### Work required
Write out the lines below word for word, starting from the very first one and continuing up to and including the line with "x=61, y=863". Omit the pictures from your answer.

### Dataset excerpts
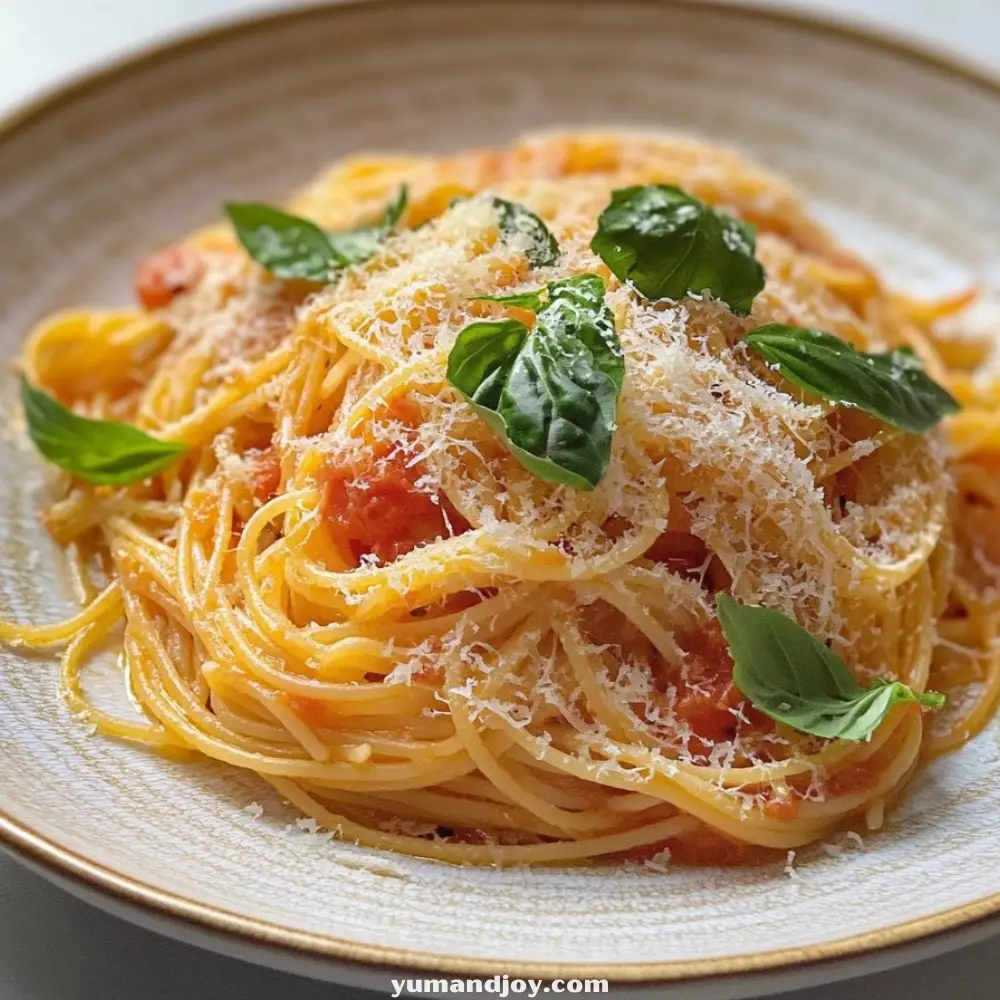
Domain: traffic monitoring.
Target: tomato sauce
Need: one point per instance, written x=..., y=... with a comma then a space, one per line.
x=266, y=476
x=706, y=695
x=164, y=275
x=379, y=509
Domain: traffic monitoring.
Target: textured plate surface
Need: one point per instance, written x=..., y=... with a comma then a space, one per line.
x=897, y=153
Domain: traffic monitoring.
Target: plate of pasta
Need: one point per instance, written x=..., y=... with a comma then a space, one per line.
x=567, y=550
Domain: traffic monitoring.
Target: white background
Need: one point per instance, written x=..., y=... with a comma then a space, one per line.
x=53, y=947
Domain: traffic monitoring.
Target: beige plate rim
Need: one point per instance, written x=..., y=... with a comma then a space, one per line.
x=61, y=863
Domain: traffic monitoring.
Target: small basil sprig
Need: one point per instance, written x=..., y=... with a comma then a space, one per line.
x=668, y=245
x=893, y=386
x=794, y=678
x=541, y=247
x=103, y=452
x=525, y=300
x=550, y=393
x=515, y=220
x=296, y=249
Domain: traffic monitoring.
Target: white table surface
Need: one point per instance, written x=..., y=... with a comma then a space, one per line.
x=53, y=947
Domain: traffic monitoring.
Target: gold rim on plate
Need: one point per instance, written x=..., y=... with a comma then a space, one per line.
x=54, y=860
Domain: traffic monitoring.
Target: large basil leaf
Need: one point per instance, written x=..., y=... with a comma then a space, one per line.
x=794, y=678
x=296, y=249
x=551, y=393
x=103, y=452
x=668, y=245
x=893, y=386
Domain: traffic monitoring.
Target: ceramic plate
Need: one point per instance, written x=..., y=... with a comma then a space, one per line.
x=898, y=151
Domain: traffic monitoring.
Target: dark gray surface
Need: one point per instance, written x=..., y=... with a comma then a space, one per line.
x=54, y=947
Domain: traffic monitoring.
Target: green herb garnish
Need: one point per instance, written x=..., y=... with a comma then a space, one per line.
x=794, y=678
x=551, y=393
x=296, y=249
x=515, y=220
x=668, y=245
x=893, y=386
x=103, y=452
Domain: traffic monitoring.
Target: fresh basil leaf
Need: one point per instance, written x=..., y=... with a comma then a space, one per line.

### Solution
Domain: traffic monitoring.
Target: tomato sauce
Need: one point per instance, written x=..., y=... with a comma then a space, one per line.
x=266, y=476
x=706, y=695
x=164, y=275
x=379, y=509
Domain: traffic monitoring.
Target: textured plate surface
Need: one point per instance, written x=..., y=... with a comma then a space, one per line.
x=897, y=153
Domain: traffic monitoring.
Target: plate of pasta
Need: one point per instance, written x=..., y=... with a comma then a space, one per line.
x=567, y=550
Domain: traffic monitoring.
Target: white background
Need: one point per instance, written x=..., y=... with a comma then a space, one per line.
x=53, y=947
Domain: traffic monitoring.
Target: beige plate rim
Need: one point per instance, written x=..., y=... with a comma then a space, one per line.
x=61, y=863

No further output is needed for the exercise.